What the exercise asks ▸ Below are the entries; output exactly the lines from the one containing "For the seated" through the final line, inclusive.

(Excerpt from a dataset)

%%

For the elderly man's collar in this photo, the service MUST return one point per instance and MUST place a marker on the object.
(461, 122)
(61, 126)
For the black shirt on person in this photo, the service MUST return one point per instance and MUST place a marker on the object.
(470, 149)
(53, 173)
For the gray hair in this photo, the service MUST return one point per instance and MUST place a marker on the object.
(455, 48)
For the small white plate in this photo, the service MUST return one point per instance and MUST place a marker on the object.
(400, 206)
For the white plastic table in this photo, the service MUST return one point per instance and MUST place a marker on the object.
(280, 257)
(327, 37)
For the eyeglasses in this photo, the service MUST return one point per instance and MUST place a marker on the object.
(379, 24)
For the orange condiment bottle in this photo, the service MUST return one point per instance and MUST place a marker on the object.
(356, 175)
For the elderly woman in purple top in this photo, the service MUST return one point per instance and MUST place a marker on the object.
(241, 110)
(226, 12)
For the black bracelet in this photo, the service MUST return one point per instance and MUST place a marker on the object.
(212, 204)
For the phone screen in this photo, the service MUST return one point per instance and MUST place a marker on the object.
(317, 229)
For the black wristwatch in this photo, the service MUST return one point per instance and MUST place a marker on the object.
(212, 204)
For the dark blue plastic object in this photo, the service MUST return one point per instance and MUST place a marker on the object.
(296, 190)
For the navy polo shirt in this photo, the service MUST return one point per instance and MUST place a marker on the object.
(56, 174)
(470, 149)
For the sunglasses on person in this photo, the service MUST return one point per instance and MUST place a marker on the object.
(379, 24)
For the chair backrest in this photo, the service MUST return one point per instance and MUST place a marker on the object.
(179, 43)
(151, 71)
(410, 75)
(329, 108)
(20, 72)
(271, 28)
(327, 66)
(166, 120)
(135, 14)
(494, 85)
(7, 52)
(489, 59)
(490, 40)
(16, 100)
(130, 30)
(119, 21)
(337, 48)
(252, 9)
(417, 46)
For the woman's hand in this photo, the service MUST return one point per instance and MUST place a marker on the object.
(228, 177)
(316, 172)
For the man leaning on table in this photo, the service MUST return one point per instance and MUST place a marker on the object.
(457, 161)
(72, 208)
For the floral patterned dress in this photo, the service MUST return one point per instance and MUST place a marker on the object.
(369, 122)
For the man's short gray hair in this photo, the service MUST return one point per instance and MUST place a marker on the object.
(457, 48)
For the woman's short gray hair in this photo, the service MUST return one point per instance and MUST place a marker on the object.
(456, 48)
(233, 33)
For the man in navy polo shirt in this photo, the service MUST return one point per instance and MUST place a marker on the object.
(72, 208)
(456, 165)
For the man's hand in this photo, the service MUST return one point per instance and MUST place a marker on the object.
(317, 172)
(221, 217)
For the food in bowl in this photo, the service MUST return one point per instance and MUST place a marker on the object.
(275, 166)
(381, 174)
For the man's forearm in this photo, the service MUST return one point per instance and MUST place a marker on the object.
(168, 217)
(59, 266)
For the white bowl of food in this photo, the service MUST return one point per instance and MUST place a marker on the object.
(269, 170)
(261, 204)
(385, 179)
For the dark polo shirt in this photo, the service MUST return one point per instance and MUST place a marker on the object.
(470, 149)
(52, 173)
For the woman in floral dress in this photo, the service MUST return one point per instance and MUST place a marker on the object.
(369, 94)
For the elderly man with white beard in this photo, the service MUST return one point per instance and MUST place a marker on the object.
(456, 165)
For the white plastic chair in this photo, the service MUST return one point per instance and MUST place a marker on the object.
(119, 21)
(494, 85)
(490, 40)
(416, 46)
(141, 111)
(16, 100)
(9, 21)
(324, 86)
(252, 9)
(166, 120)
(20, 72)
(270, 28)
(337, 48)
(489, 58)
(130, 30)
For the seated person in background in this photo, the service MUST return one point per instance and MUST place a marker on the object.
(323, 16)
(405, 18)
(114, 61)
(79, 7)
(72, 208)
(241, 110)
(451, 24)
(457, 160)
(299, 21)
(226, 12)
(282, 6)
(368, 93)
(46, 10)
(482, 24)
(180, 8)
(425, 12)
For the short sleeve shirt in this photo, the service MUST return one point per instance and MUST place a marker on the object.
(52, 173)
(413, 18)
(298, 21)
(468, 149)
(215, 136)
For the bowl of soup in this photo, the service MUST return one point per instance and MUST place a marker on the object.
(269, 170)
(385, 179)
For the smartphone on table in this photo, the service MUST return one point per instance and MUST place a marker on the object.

%%

Answer to the exercise ▸
For the seated person in background in this photo, the service MUST return one point per instance and MUST place a marker on the object.
(323, 16)
(405, 18)
(114, 61)
(79, 7)
(72, 208)
(241, 110)
(451, 24)
(457, 160)
(299, 21)
(226, 12)
(282, 6)
(368, 93)
(46, 10)
(482, 24)
(180, 8)
(425, 12)
For the short sleeve shirt in this photo, the service MUST return one point per instance and MUST place a marker on the object.
(52, 173)
(413, 18)
(298, 21)
(468, 149)
(215, 136)
For the bowl of soup in this photo, the service MUST return one point per instance and MUST place a marker on the object.
(269, 170)
(385, 179)
For the smartphone on table in this photo, the service MUST return one point per instance and MUST place a marker on the object.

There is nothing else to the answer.